=== LISTING ===

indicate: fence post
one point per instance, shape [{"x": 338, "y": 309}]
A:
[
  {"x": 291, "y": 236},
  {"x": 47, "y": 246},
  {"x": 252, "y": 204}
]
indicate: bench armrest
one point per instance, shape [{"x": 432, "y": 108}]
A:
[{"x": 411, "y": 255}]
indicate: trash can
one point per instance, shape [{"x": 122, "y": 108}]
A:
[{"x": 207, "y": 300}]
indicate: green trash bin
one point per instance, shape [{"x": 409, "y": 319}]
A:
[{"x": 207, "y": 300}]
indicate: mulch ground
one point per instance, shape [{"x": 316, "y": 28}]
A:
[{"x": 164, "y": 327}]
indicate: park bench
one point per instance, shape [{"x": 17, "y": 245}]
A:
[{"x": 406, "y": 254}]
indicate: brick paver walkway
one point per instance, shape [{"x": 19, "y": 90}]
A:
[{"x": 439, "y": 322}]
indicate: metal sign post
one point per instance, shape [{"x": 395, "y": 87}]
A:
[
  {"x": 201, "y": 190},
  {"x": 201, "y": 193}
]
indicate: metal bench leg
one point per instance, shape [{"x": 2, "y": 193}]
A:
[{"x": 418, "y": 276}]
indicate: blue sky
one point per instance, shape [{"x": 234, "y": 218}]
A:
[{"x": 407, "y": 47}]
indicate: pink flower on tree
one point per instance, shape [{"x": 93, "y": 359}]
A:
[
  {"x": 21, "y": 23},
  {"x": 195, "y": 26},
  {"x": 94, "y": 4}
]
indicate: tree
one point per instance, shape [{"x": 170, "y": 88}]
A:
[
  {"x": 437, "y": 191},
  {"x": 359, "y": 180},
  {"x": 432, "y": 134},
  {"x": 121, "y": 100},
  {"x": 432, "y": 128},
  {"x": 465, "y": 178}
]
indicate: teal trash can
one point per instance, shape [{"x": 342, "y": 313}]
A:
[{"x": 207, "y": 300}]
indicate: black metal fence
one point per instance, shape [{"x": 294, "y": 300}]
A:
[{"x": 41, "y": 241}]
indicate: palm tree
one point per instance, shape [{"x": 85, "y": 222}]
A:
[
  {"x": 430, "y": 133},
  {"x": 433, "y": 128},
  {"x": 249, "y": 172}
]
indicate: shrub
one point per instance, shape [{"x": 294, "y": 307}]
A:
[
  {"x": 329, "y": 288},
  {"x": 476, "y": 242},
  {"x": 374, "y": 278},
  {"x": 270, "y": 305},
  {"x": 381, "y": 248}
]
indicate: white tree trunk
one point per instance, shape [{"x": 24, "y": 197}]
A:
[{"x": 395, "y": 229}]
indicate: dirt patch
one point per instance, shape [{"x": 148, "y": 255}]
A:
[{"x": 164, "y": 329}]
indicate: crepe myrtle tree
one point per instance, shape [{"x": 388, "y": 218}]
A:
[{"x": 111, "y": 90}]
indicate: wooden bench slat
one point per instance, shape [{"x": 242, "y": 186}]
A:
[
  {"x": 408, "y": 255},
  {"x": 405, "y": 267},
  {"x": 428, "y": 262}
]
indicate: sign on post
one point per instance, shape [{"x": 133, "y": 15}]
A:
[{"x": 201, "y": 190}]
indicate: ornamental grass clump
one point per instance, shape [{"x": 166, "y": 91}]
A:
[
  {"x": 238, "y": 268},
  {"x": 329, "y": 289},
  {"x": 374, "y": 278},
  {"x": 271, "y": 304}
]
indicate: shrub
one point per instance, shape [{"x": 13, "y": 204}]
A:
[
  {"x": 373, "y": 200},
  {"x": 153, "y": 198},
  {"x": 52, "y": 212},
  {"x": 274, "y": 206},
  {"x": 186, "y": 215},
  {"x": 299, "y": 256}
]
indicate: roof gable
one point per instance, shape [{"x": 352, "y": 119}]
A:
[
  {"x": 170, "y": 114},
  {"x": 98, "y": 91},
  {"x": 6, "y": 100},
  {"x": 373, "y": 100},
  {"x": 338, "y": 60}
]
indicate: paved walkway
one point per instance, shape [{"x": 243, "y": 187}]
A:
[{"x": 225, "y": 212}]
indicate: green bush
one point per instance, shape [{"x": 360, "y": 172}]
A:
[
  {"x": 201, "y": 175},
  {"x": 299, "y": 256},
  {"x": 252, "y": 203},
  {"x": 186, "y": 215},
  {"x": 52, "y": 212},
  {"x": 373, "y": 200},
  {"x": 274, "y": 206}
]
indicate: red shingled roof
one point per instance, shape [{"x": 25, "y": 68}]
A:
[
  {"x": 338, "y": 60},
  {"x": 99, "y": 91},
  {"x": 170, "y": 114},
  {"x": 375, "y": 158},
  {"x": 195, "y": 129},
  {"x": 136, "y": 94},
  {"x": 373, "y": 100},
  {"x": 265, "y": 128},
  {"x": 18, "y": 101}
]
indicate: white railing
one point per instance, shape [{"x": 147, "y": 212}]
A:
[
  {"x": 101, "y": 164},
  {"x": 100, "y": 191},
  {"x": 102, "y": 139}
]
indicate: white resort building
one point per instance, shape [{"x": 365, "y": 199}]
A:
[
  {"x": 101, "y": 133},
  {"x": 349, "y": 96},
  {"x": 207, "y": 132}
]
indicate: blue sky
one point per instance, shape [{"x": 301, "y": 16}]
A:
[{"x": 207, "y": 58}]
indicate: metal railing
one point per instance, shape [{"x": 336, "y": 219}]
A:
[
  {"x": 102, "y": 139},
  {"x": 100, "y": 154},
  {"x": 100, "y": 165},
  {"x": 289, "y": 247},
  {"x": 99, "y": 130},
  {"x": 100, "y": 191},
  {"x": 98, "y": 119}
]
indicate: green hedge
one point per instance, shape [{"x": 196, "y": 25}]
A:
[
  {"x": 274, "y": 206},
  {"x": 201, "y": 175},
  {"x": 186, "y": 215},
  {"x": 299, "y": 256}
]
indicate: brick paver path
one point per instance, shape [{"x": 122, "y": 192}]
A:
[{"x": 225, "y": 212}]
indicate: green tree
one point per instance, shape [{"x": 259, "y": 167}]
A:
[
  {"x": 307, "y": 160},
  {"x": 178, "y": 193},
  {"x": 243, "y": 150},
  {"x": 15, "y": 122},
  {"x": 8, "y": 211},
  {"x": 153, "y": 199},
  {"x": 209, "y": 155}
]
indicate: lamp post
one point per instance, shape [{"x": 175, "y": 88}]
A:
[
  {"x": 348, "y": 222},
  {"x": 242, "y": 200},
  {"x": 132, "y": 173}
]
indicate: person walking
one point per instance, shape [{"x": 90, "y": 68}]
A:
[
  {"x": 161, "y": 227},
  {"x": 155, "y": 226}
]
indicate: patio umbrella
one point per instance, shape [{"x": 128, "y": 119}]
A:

===

◆ **PROBLEM DESCRIPTION**: Give again the lines from the line holding "indicate: metal railing" through the close of the listing, both included, exactly as written and with nothing else.

◆ **OUTPUT**:
indicate: metal railing
one point per instance, shape [{"x": 336, "y": 219}]
A:
[
  {"x": 102, "y": 139},
  {"x": 100, "y": 154},
  {"x": 100, "y": 165},
  {"x": 289, "y": 247},
  {"x": 99, "y": 130},
  {"x": 100, "y": 191},
  {"x": 98, "y": 119}
]
indicate: green hedge
one point per instance, shape [{"x": 196, "y": 25}]
A:
[
  {"x": 274, "y": 206},
  {"x": 201, "y": 175},
  {"x": 186, "y": 215},
  {"x": 299, "y": 256}
]
indicate: brick paver path
one point per instance, shape [{"x": 122, "y": 192}]
A:
[{"x": 225, "y": 212}]
indicate: green tree
one point per instance, shape [{"x": 259, "y": 167}]
A:
[
  {"x": 307, "y": 160},
  {"x": 178, "y": 193},
  {"x": 243, "y": 150},
  {"x": 15, "y": 122},
  {"x": 8, "y": 211},
  {"x": 153, "y": 199},
  {"x": 209, "y": 155}
]
indicate: lamp post
one point per instance, shape [{"x": 175, "y": 88}]
A:
[
  {"x": 348, "y": 222},
  {"x": 242, "y": 200},
  {"x": 132, "y": 173}
]
indicate: person walking
one point per instance, shape [{"x": 90, "y": 68}]
A:
[
  {"x": 161, "y": 227},
  {"x": 155, "y": 226}
]
indicate: patio umbrella
one point per instance, shape [{"x": 128, "y": 119}]
A:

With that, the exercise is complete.